── Data supplied ──

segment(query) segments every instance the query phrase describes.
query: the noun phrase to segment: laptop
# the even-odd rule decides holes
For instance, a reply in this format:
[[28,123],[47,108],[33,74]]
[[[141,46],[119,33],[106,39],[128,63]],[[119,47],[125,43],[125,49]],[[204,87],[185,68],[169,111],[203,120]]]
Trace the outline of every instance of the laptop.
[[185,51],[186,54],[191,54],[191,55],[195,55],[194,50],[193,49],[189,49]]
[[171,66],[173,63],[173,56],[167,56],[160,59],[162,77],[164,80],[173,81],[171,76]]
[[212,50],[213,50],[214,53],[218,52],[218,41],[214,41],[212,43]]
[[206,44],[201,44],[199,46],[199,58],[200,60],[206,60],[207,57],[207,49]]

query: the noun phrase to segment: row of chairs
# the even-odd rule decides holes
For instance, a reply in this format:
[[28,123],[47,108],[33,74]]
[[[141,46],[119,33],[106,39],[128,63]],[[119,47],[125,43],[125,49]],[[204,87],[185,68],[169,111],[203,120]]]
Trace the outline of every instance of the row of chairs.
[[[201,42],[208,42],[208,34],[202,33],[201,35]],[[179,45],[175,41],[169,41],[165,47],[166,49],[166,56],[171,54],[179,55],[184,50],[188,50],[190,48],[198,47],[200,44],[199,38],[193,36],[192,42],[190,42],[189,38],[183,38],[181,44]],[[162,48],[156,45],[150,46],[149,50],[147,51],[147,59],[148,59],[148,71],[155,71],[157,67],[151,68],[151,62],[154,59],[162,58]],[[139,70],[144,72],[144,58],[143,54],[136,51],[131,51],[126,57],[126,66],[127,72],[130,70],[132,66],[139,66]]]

───

What the task asks
Convert the lines from the one containing "query: the noun phrase to segment: row" through the one containing "Trace the outline of every instance of the row", both included, into a JSON list of strings with one string per line. Leave out any blank lines.

Exercise answer
[
  "query: the noun phrase to segment: row of chairs",
  "# the even-odd rule decides holes",
  "For instance, a reply in this format:",
  "[[28,123],[47,108],[33,74]]",
  "[[[141,46],[119,33],[106,39],[128,63]],[[119,47],[125,43],[125,49]],[[204,87],[185,68],[169,111],[203,120]]]",
  "Trace the outline of every instance of the row of chairs."
]